STATED GOAL: Set the listing down again in full, word for word, with the pictures left out.

━━ DATASET RECORDS ━━

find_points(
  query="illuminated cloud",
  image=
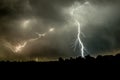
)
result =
(50, 20)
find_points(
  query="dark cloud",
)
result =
(101, 27)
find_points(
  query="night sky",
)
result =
(49, 30)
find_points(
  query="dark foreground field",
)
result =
(79, 60)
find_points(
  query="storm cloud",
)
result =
(100, 25)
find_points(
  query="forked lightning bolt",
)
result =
(78, 40)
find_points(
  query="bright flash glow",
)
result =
(20, 47)
(75, 16)
(51, 29)
(26, 23)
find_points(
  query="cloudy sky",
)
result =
(46, 28)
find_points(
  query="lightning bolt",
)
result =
(20, 46)
(78, 40)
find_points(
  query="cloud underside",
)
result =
(100, 26)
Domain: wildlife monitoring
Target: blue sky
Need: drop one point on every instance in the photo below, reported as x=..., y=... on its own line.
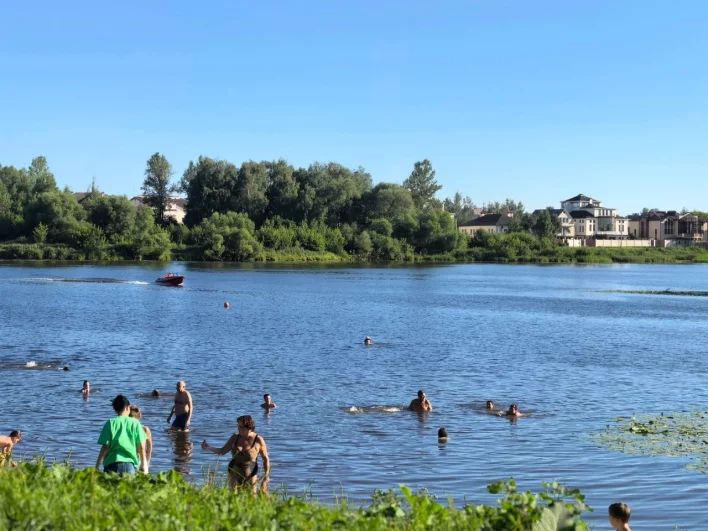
x=533, y=100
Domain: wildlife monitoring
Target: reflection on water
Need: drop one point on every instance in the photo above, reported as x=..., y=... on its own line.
x=182, y=450
x=542, y=337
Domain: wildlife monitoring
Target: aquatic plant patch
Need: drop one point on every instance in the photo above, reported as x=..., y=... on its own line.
x=667, y=435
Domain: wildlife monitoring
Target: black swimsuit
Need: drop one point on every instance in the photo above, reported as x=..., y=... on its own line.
x=244, y=463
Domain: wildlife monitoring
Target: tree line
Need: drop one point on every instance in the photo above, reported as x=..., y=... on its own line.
x=246, y=212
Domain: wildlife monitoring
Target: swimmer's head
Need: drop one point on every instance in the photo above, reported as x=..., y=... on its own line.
x=619, y=513
x=120, y=404
x=246, y=421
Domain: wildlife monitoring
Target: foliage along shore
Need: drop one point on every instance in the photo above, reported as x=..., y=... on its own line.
x=59, y=497
x=509, y=254
x=273, y=212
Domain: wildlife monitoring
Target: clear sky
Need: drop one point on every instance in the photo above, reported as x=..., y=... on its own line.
x=536, y=100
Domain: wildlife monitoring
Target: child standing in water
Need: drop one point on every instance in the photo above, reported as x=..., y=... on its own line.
x=138, y=415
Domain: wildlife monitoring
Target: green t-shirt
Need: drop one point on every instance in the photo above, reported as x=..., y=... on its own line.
x=122, y=435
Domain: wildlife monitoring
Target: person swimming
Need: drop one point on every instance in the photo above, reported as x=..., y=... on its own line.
x=513, y=411
x=442, y=435
x=420, y=404
x=182, y=410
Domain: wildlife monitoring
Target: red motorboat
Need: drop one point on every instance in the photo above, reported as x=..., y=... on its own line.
x=170, y=279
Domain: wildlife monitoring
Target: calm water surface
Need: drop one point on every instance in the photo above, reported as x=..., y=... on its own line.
x=540, y=336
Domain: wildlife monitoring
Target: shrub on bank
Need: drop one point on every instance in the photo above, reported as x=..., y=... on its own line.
x=33, y=496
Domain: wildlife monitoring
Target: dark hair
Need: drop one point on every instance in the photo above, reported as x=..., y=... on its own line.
x=248, y=421
x=621, y=511
x=120, y=403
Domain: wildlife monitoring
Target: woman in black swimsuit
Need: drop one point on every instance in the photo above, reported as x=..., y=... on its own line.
x=245, y=447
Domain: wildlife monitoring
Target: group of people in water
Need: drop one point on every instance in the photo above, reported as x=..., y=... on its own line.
x=126, y=444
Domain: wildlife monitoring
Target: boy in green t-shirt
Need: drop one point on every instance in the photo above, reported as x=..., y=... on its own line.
x=122, y=440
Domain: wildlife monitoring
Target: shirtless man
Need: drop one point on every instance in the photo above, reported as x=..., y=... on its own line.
x=182, y=410
x=420, y=404
x=268, y=403
x=7, y=443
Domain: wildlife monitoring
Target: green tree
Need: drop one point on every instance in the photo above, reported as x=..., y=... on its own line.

━━━

ANSWER TO THE PROBLEM:
find_points(
  query="illuminated cloud",
  image=
)
result =
(50, 20)
find_points(
  query="dark cloud",
)
result =
(101, 27)
find_points(
  query="night sky",
)
result =
(49, 30)
find_points(
  query="dark foreground field",
)
result =
(79, 60)
find_points(
  query="storm cloud",
)
result =
(100, 25)
find_points(
  query="forked lightning bolt",
)
result =
(78, 40)
find_points(
  query="bright flash glow",
)
result =
(20, 47)
(75, 16)
(51, 29)
(26, 23)
find_points(
  query="cloudy sky",
)
result =
(46, 28)
find_points(
  query="lightning bolt",
)
result =
(20, 46)
(78, 40)
find_points(
  query="cloud underside",
)
result =
(100, 26)
Domain: wildlife monitoring
Target: blue sky
Need: drop one point on every instance in the photo below, reported as x=..., y=... on its own line.
x=533, y=100
Domain: wildlife monitoring
Target: reflection on water
Need: drop one point on every instance in the photo above, reported as x=..., y=... on its own line.
x=182, y=450
x=542, y=337
Domain: wildlife monitoring
Target: aquatic plant patch
Need: drop one point on every instance in the photo above, reported as x=..., y=... on its own line.
x=667, y=435
Domain: wildlife monitoring
Target: black swimsuit
Need: drop one point on every instance in the photo above, reported as x=..., y=... on its own line.
x=244, y=463
Domain: wildlife monitoring
Target: tree line
Need: drop one point on every instance in the photo above, reported as x=..., y=... on its own line.
x=246, y=212
Domain: wildlife monitoring
Target: swimmer's head
Need: drop one point on every instance in the photo above, reported as x=..., y=... on its own line.
x=619, y=513
x=120, y=404
x=246, y=421
Domain: wildlife monitoring
Target: foliage along shore
Need: drop one point on every instance in the photo above, reported as x=..., y=... on its own line.
x=59, y=497
x=509, y=254
x=273, y=212
Domain: wildlife monitoring
Target: clear sky
Need: drop one point on every instance in the photo above, reported as x=..., y=... on its own line.
x=536, y=100
Domain: wildlife monitoring
Target: child standing in water
Need: drop one point on every instance in the photo above, reported as x=..., y=... on its own line.
x=138, y=415
Domain: wildlife monitoring
Target: green t-shirt
Need: drop one point on every instance in the photo above, reported as x=..., y=... on its own line.
x=122, y=435
Domain: wildlife monitoring
Target: person swimming
Need: drop one point on every instance in the photo above, reported as x=..., y=... on its own line.
x=513, y=411
x=442, y=435
x=420, y=404
x=182, y=410
Domain: wildlife monitoring
Target: red motorboat
Need: drop one point on every instance in the photo above, reported as x=..., y=... on its own line.
x=170, y=279
Domain: wildlife monitoring
Target: calm water surface
Need: drop one point on every instance in the photo above, reported as x=..., y=... on its own line.
x=540, y=336
Domain: wildlife monitoring
Target: shrub on bank
Need: drop one point on every instance in the photo above, reported as x=..., y=... on its own line.
x=33, y=496
Domain: wildlife monitoring
Target: dark hair
Need: drop one point on every instance in the photo above, reported as x=..., y=... on its own line.
x=248, y=421
x=621, y=511
x=120, y=403
Domain: wildlife monitoring
Target: woman in black swimsuit
Need: drop one point on every instance in the photo above, reported as x=..., y=... on its own line.
x=245, y=447
Domain: wildlife monitoring
Target: group of people in water
Need: drop one point on every instance in the photo above, reported as x=..., y=... on its own line.
x=126, y=444
Domain: wildlife monitoring
Target: boy in green t-shirt
Need: drop one point on every instance in the photo above, reported as x=..., y=... on its own line.
x=122, y=440
Domain: wildlife monitoring
Target: shirtless man
Need: drop one point on every instance in the photo above, reported as x=..., y=... on its own line.
x=182, y=410
x=420, y=404
x=268, y=403
x=7, y=443
Domain: wildlife monitoring
Target: green tree
Need: drop one point on every instance in the photo above, reported as x=..., y=... on its own line.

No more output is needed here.